§ **Directions for this task**: Every entry below needs to be repeated exactly.

§ **Given data**:
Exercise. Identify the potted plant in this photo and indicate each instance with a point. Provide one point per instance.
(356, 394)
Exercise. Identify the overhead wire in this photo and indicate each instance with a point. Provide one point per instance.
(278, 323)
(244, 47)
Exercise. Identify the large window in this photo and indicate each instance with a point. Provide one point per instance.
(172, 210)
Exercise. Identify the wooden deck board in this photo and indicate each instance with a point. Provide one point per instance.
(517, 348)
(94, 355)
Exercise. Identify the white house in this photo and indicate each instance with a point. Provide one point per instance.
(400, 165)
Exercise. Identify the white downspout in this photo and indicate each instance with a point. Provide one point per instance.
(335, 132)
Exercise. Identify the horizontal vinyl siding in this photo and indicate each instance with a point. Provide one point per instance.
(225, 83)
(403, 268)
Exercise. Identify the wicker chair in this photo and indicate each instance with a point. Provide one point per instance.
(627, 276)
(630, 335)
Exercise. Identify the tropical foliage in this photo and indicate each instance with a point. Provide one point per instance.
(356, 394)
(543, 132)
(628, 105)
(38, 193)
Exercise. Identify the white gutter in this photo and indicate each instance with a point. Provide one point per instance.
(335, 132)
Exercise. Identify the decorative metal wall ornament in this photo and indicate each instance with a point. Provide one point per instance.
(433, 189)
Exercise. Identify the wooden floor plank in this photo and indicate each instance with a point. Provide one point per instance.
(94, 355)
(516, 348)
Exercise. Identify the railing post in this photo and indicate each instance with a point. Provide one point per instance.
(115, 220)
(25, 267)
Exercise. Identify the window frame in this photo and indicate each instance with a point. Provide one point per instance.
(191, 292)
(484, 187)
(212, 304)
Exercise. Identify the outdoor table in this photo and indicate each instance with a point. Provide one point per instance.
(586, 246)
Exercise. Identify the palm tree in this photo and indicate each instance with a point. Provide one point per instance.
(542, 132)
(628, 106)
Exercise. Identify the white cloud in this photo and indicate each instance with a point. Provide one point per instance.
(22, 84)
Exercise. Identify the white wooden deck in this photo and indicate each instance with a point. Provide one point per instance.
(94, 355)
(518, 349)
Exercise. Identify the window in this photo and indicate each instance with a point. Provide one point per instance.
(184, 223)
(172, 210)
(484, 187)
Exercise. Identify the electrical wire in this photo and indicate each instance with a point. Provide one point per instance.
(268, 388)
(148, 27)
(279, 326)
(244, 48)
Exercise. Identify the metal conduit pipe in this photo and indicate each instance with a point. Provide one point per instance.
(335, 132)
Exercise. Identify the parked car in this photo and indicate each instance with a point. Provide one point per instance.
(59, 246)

§ **Completed task**:
Exercise. Identify the potted plant in this photo and indicate each instance with a point. Provide one point per instance.
(356, 394)
Exercise. Identify the overhead wire in this photo and indicate each instance with a point. Provide one point per instance.
(278, 323)
(244, 47)
Exercise. Identify the large window in this photo and indicate each instance with a point. Provide one point per instance.
(172, 210)
Exercise. Identify the wooden deck board in this photo and indicate each instance with a point. Provide one point per instance.
(517, 348)
(94, 355)
Exercise. Identify the white house in this photo and indicate each instance with a point. Provide one point per instance.
(400, 165)
Exercise. Identify the white downspout in this photo and indicate each instance with a point. Provide one point per instance.
(335, 132)
Exercise. Identify the horizontal vinyl siding in this photo and indicate each instance with a point. Provide one point per instance.
(225, 83)
(403, 268)
Exercise. Identify the wicker chair in this photo and indicate each instance with a point. Provide one point per instance.
(627, 276)
(630, 335)
Exercise. Identify the tropical foliage in this photo and indicate each instance with a point. Provide one point per instance.
(356, 394)
(543, 132)
(628, 105)
(38, 193)
Exercise. Identify the white gutter in this photo and indicate each instance with a point. Provide one point per instance.
(335, 132)
Exercise. Identify the decorative metal wall ornament in this photo and indicate each instance with a point. Provide one point per instance.
(433, 189)
Exercise. Identify the wooden floor plank in this photo and indicate each instance with a point. Provide one point per instance.
(94, 355)
(516, 348)
Exercise. Identify the railing post in this photo and indicate each instance with a point. Provide one point per instance.
(115, 220)
(25, 267)
Exercise. Identify the window frame in this photo and indicate each instance with a point. Provide one point per instance.
(191, 292)
(484, 187)
(212, 304)
Exercise. Identify the outdoor table in this photo and indicate each instance with a point. Provide one point per instance.
(586, 246)
Exercise. Identify the palm tree in this photo and indicate each instance with a point. Provide one point per instance.
(542, 132)
(628, 106)
Exercise. Identify the white cloud in this photo and indicate each instance with a point. Provide one point per instance.
(22, 84)
Exercise. Identify the white wooden deck in this photo and indicate each instance with a point. Provide one point per instance.
(94, 355)
(518, 349)
Exercise. Identify the window in this photo and indicate each instance with a point. Provide one point per instance.
(184, 223)
(172, 210)
(484, 187)
Exercise. Identify the electrical wire in this photo and indicate each instance with a point. Provide one point per instance.
(268, 388)
(148, 27)
(279, 326)
(244, 48)
Exercise. Identify the metal conduit pipe in this photo and indicate each instance with a point. Provide one point per instance.
(335, 132)
Exercise. Identify the parked car in this photo and indicate each instance with a point. Provide one point per instance.
(59, 246)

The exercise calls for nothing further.